— BEGIN Records supplied —

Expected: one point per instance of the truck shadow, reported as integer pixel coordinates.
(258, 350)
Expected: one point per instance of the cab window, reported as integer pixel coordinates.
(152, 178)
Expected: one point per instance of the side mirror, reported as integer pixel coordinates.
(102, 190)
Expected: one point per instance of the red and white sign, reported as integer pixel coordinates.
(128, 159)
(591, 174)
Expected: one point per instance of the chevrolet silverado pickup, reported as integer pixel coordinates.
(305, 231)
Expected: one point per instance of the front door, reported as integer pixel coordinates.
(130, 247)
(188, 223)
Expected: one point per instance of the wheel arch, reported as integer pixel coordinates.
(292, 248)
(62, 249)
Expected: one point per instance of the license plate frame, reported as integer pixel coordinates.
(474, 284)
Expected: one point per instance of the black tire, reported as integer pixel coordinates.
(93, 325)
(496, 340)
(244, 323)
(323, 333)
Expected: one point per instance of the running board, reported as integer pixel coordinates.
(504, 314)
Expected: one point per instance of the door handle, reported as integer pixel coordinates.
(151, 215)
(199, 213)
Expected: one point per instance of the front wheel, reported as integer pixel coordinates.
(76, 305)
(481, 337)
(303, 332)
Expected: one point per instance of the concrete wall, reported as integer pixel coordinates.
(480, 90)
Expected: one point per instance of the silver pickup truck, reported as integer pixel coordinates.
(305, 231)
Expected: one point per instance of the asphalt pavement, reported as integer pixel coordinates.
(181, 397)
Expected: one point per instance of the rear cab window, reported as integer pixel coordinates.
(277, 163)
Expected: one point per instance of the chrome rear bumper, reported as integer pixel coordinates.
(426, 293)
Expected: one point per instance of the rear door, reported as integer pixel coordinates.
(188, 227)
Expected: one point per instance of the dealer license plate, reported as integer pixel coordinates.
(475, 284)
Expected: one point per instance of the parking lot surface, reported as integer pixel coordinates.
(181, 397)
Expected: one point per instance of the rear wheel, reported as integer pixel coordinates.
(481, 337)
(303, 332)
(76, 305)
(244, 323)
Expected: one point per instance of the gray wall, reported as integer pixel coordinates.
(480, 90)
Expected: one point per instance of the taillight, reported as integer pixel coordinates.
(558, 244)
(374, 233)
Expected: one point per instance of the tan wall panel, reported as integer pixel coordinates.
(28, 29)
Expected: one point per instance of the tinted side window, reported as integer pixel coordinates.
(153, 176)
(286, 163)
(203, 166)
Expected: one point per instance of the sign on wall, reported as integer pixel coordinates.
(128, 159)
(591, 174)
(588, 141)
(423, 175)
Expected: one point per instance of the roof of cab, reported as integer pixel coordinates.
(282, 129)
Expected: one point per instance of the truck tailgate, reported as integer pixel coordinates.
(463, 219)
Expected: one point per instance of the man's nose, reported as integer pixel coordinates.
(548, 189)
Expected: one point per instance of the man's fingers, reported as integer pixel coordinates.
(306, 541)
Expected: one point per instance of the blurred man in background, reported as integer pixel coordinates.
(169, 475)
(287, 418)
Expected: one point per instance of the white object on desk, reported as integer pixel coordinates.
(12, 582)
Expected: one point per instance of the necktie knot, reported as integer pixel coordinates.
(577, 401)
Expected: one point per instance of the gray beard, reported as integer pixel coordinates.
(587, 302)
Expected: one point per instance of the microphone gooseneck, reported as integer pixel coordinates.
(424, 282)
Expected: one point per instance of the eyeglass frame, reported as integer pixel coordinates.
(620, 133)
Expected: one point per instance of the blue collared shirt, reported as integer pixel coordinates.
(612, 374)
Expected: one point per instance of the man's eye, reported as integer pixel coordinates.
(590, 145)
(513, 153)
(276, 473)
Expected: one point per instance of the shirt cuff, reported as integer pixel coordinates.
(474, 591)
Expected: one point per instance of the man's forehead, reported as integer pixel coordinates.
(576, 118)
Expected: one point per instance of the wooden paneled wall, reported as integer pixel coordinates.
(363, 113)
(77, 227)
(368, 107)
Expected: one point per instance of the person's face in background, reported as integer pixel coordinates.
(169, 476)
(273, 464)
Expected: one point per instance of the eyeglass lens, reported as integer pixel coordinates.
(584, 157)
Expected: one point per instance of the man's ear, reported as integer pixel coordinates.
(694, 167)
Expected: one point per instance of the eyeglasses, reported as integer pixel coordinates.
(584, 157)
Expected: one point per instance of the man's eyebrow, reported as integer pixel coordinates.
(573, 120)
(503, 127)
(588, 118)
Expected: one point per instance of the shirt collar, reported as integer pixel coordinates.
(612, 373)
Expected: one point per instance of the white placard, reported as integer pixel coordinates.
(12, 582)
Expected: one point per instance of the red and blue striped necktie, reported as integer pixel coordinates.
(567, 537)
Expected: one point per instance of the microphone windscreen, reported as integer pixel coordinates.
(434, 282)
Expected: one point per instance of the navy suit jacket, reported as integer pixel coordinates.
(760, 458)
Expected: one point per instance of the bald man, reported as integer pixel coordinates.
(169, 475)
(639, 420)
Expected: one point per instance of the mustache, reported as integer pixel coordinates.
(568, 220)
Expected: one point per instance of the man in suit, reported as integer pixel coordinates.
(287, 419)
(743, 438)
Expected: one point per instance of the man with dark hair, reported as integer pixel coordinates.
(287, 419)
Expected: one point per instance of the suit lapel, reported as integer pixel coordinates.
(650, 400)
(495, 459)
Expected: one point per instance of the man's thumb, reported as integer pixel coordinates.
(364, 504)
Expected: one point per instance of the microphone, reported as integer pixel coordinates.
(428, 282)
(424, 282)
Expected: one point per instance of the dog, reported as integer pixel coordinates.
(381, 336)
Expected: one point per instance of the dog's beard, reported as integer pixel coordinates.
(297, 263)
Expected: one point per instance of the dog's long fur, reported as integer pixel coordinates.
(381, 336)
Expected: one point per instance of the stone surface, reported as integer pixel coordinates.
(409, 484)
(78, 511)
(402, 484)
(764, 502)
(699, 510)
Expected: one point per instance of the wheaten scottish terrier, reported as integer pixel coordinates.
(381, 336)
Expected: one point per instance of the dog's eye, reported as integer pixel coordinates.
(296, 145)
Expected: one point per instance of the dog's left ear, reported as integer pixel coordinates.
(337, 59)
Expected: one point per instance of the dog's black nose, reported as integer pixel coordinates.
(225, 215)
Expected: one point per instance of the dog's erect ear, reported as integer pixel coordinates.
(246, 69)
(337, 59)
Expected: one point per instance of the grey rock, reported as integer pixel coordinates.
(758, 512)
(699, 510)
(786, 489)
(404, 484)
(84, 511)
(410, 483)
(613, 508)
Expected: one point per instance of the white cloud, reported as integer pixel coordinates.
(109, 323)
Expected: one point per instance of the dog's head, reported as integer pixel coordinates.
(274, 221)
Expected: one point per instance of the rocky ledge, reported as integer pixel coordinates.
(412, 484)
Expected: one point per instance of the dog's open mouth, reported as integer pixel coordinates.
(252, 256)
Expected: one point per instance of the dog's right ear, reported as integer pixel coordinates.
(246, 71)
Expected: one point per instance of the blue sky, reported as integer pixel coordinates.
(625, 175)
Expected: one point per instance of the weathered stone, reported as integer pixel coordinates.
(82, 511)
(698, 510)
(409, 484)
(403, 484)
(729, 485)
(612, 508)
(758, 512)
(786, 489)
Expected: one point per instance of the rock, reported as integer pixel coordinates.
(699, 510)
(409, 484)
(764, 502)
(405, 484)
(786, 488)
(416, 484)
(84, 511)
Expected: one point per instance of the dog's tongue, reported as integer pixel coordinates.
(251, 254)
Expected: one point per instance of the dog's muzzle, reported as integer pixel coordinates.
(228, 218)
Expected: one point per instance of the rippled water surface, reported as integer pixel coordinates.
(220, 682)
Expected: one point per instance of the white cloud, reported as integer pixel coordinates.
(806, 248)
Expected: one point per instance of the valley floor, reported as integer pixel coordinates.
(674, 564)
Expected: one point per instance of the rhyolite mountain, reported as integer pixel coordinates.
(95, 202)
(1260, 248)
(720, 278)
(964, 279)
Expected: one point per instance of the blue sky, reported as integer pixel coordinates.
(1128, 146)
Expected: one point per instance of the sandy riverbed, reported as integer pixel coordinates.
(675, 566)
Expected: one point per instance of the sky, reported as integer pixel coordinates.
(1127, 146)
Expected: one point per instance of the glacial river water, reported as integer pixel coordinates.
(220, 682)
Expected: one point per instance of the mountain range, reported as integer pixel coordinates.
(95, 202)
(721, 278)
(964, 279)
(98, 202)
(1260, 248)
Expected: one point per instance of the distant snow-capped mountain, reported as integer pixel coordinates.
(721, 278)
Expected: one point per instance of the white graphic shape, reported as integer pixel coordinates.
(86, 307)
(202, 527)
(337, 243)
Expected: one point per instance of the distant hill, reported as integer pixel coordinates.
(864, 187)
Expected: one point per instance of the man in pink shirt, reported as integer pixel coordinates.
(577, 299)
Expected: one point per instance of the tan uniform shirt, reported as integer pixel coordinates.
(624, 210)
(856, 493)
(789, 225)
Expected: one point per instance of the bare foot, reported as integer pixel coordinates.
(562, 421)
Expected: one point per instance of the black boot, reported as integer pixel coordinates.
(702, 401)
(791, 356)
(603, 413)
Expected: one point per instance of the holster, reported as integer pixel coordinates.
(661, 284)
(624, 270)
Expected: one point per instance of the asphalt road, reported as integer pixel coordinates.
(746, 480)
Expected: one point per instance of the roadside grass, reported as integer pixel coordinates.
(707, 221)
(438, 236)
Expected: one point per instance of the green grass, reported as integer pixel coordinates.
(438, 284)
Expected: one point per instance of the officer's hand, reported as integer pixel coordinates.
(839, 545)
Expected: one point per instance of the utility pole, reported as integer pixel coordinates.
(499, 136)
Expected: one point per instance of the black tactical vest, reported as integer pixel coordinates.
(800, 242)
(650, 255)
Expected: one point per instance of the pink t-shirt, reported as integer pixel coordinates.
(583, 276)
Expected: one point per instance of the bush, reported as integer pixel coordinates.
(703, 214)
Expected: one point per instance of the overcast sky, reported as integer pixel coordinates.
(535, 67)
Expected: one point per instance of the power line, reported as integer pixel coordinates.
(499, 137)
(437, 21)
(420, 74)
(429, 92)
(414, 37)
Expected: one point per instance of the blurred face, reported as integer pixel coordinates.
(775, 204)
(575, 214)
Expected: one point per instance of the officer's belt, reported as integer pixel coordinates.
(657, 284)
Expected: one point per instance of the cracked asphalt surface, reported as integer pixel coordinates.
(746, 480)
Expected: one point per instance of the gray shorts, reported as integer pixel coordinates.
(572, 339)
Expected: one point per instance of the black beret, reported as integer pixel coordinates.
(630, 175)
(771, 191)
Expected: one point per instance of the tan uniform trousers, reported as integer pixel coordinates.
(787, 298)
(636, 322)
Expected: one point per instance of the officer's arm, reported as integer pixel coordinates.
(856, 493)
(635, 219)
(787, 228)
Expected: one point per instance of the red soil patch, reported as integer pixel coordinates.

— END Records supplied —

■ **Task details**: Return the line that contains "Expected: one point per instance of the bush, reported" along with every line after it through the end of the entries, exactly, adding nothing.

■ **Output**:
Expected: one point per instance of the bush, reported as integer pixel coordinates.
(703, 214)
Expected: one point per instance of the overcast sky, reported as integer pixel coordinates.
(535, 67)
Expected: one point per instance of the power line, reported as integer pixel coordinates.
(499, 137)
(437, 21)
(420, 74)
(429, 92)
(414, 37)
Expected: one point per instance of the blurred face, reported as integer pixel coordinates.
(775, 204)
(575, 214)
Expected: one point per instance of the officer's belt, reported as integer pixel coordinates.
(657, 284)
Expected: one point per instance of the cracked asphalt surface, reported as integer pixel coordinates.
(746, 480)
Expected: one point per instance of the gray shorts, reported as integer pixel coordinates.
(572, 339)
Expected: one point per instance of the black beret, reported as integer pixel coordinates.
(630, 175)
(771, 191)
Expected: one point per instance of the tan uniform trousers, reported as integer pixel coordinates.
(787, 298)
(636, 322)
Expected: one point per instance of the officer's arm, reported as integer pixel coordinates.
(856, 493)
(635, 219)
(787, 228)
Expected: one point per instance of the red soil patch, reported as integer pixel coordinates.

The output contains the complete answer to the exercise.